(Data records)
START
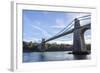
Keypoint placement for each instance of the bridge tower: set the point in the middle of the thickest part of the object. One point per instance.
(42, 45)
(78, 39)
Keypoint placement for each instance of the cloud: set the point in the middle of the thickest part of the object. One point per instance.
(45, 33)
(60, 23)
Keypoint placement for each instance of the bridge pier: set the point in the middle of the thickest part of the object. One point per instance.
(79, 46)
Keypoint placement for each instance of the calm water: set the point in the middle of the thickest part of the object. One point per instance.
(51, 56)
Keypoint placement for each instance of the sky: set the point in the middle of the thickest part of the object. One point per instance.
(45, 24)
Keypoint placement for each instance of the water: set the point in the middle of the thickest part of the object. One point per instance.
(51, 56)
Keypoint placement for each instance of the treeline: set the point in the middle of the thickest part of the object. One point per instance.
(34, 47)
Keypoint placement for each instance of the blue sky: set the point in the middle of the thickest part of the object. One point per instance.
(45, 24)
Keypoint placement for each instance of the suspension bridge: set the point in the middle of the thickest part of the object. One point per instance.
(79, 46)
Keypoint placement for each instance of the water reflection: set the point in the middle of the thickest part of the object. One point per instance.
(51, 56)
(80, 57)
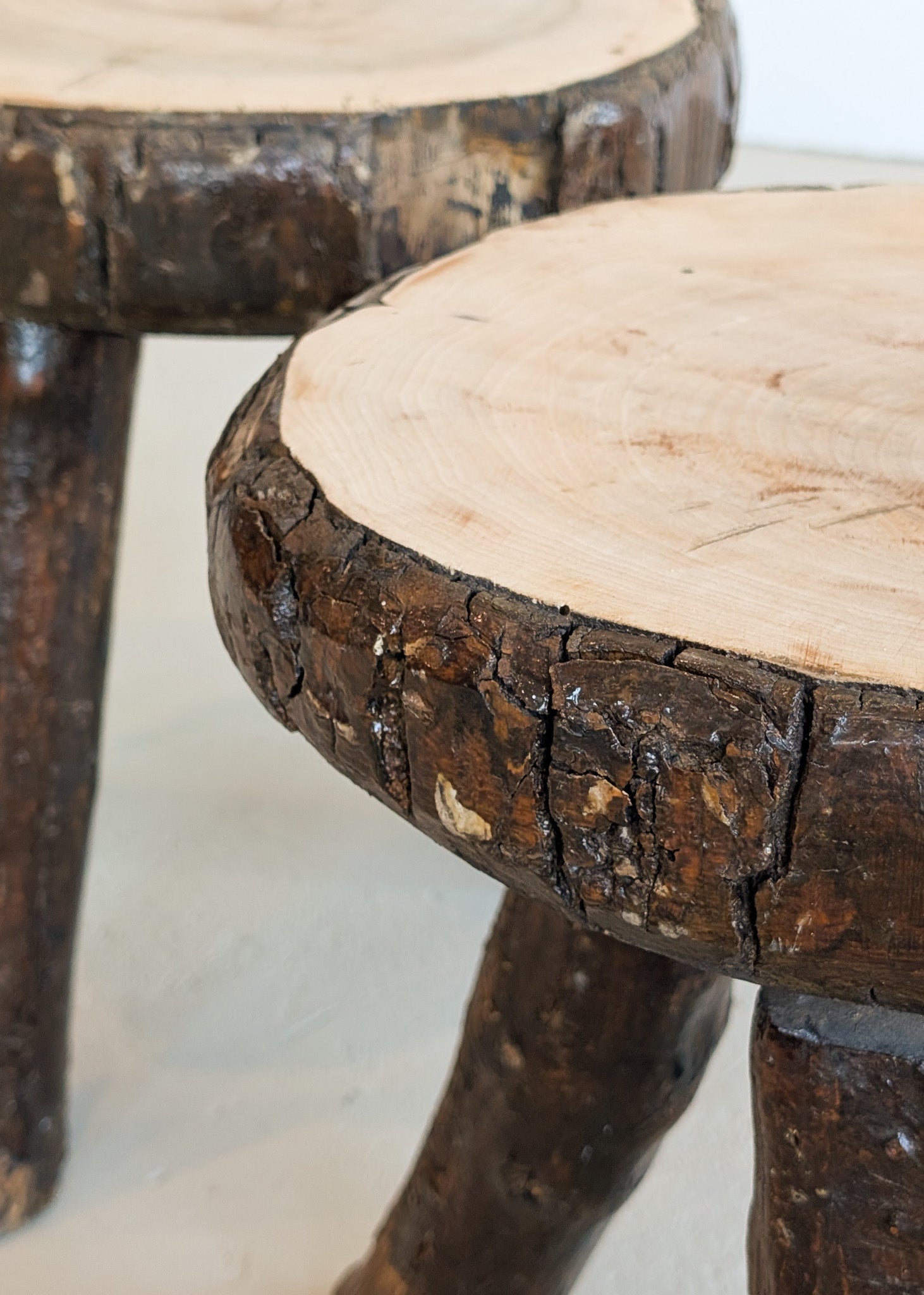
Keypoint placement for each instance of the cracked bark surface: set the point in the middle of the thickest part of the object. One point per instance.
(690, 802)
(839, 1112)
(579, 1053)
(262, 223)
(65, 400)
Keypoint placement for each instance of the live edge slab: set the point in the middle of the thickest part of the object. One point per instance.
(730, 803)
(241, 168)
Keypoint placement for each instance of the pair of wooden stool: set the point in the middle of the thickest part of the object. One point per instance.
(595, 552)
(590, 549)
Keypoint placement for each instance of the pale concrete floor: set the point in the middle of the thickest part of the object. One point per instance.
(272, 966)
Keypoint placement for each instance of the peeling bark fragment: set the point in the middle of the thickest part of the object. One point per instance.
(851, 907)
(685, 801)
(263, 223)
(672, 793)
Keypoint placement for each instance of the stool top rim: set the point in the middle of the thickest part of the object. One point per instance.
(699, 416)
(339, 56)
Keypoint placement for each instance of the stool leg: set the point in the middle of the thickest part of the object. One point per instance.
(65, 400)
(839, 1117)
(578, 1056)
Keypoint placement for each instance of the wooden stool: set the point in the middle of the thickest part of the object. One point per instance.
(219, 168)
(595, 551)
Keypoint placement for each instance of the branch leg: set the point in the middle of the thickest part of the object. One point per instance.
(579, 1053)
(65, 402)
(839, 1118)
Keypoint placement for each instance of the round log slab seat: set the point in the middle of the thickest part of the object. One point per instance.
(243, 168)
(595, 551)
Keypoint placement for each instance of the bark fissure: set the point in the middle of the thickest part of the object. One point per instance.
(648, 787)
(264, 223)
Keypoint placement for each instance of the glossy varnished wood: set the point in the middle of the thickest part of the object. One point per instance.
(263, 221)
(700, 804)
(65, 402)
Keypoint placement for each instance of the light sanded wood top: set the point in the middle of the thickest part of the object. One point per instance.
(319, 55)
(700, 416)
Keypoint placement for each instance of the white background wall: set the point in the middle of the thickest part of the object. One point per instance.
(836, 75)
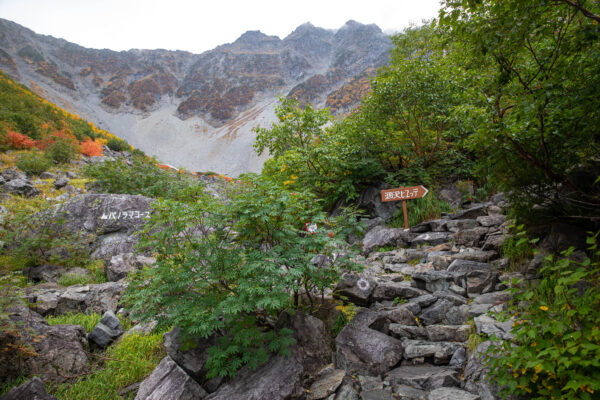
END
▶ [Task brief]: How many lines of the material contain the string "bridge"? Reply with the number alone.

▶ [Solution below]: 3